EXERCISE INSTRUCTIONS: Rewrite every line of the material with "parked car" replaced by "parked vehicle" and nothing else changed. Leave out the pictures.

⁂

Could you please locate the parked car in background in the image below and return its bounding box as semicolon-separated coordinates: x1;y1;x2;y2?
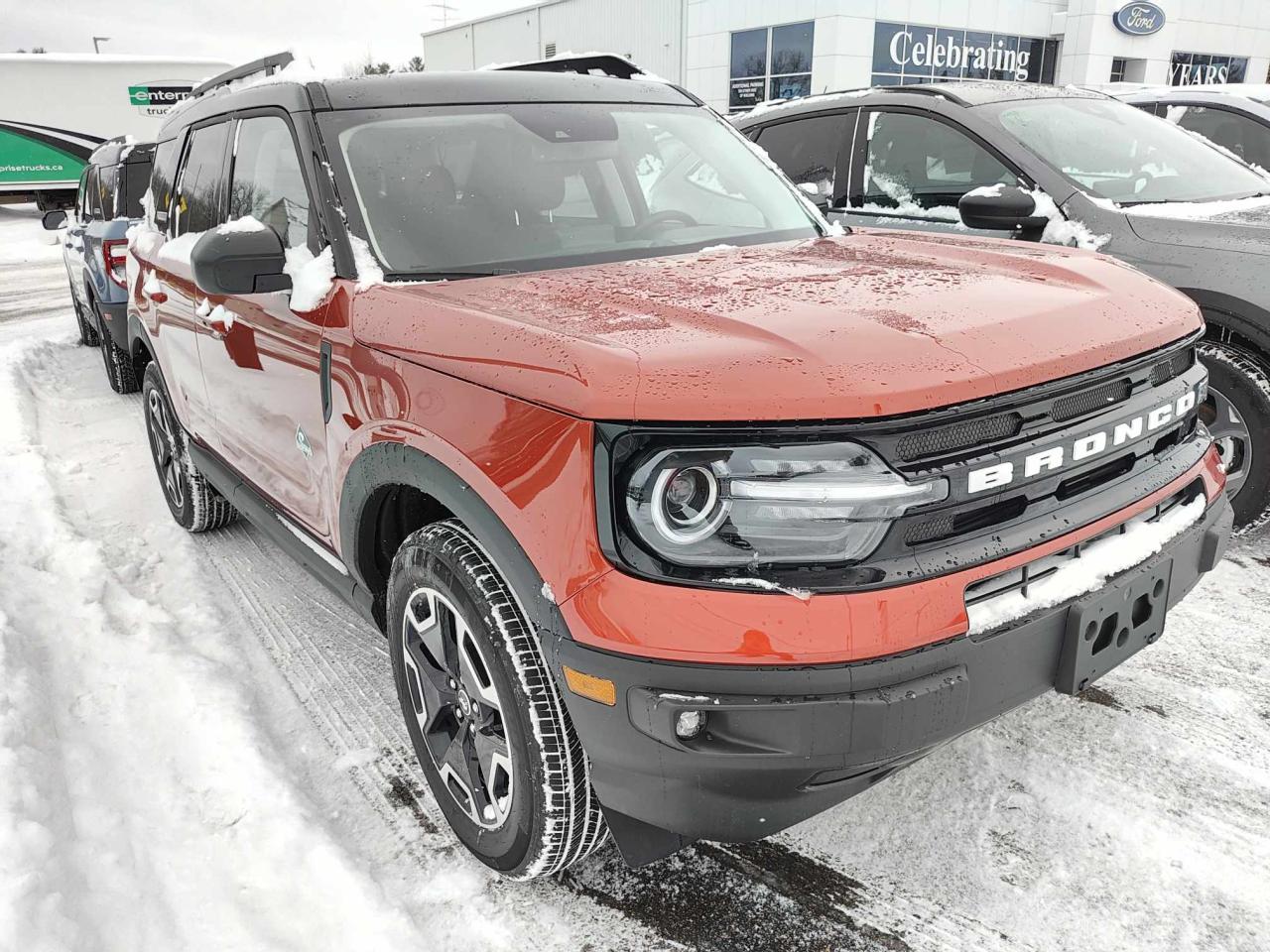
734;82;1270;527
121;58;1232;879
1115;82;1270;171
45;137;154;394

⁂

COMPLETED EXERCISE:
Could you please locate the parked vehicle in background in the image below and return its bounding box as semicolon-separated coordinates: x1;y1;x2;y2?
734;82;1270;527
121;58;1232;879
1115;82;1270;171
45;137;154;394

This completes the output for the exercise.